THE TASK:
Present every line of the entries below as a numbered list, and omit any blank lines.

───── TASK INPUT

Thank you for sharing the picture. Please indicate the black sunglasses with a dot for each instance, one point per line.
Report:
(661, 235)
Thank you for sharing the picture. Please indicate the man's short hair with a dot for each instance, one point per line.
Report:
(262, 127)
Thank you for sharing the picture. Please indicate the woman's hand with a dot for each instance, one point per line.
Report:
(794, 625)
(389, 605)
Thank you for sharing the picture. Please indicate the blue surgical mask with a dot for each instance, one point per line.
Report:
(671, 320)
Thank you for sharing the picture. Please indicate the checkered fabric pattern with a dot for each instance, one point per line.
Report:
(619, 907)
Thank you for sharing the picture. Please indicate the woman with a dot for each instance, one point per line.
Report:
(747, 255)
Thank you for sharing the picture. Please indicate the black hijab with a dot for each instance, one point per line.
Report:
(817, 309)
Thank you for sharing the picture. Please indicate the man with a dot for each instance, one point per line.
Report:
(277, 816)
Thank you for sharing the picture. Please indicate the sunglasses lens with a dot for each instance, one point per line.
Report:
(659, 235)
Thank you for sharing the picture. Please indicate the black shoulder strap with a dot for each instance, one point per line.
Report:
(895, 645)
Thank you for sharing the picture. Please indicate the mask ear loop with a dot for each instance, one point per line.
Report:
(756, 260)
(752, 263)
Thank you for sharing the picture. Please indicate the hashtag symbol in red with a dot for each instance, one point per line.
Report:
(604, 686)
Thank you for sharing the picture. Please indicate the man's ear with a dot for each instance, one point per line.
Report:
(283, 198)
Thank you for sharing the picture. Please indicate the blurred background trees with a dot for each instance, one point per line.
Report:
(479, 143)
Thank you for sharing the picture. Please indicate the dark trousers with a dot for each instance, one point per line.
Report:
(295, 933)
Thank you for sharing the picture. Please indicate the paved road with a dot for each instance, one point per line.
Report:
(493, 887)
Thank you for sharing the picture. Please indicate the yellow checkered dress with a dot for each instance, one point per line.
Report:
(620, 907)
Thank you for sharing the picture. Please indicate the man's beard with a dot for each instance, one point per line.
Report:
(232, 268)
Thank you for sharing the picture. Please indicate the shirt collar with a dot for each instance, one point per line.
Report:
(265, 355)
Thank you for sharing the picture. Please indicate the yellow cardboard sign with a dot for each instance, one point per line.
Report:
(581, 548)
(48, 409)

──────────

EXPECTED ANSWER:
1. Thank you for sharing the picture. Please indicate the black sunglasses with a dot for each instance, one point per line.
2. Report:
3. (661, 235)
4. Thank you for sharing the picture. Please indicate the man's short hair with a dot for each instance, one point per line.
5. Report:
6. (262, 127)
7. Thank you for sharing the picture. Please indicate the woman's hand with a dot for each instance, one point per line.
8. Report:
9. (794, 625)
10. (389, 605)
11. Thank you for sharing the picture. Please indicate the blue surgical mask with a dot for each instance, one point per line.
12. Report:
13. (671, 320)
14. Thank you for sharing the picture. Please indicate the checkered fabric pattern with a dot for each instance, one point per line.
15. Report:
16. (619, 907)
17. Thank you for sharing the picture. Please indicate the woman with a dot for each instance, one point per line.
18. Report:
19. (747, 255)
20. Thank you for sharing the picture. Please indicate the black hijab with a dot for each instance, one point per line.
21. Report:
22. (817, 309)
23. Thank you for sharing the picture. Please indicate the man with a dot for each instance, one point per line.
24. Report:
25. (277, 816)
26. Thank you for sharing the picture. Please indicate the sunglasses lens with a dot for each instance, one point per line.
27. Report:
28. (659, 235)
29. Thank you for sharing the picture. Please indicate the black shoulder strap with a dot for each instance, one point per line.
30. Report:
31. (895, 645)
32. Thank you for sharing the picture. Please indicate the mask ear loop with a dot for each instance, one point per line.
33. Report:
34. (756, 260)
35. (752, 263)
36. Thank you for sharing the picture. Please indicate the hashtag symbol in red with a dot for each instance, one point per line.
37. Report:
38. (604, 686)
39. Thank you for sharing the picture. Please indicate the man's ear with a dot for each instance, one point per line.
40. Report:
41. (283, 198)
42. Thank you for sharing the picture. Please indicate the blurred background trees with a dot for each instance, one point per line.
43. Report:
44. (479, 143)
45. Thank you for sharing the picture. Please indicate the dark trousers with a dot for each instance, one point per line.
46. Report:
47. (295, 933)
48. Thank you for sharing the picture. Please indicate the paved road with a dot for each instance, one point per line.
49. Report:
50. (493, 887)
51. Thank you for sharing the picture. Please indicate the yellow checkered dress with a dot for each instance, one point per line.
52. Report:
53. (620, 907)
54. Thank you for sharing the picture. Please indicate the man's beard with a dot for each instance, one point per line.
55. Report:
56. (232, 268)
57. Thank you for sharing the picture. Please indicate the shirt collar with a dot for each instance, one point per line.
58. Report:
59. (265, 355)
60. Thank you for sharing the picture. Please indicate the yellow cardboard sign with a dot for each instance, one point per line.
61. Report:
62. (581, 548)
63. (48, 409)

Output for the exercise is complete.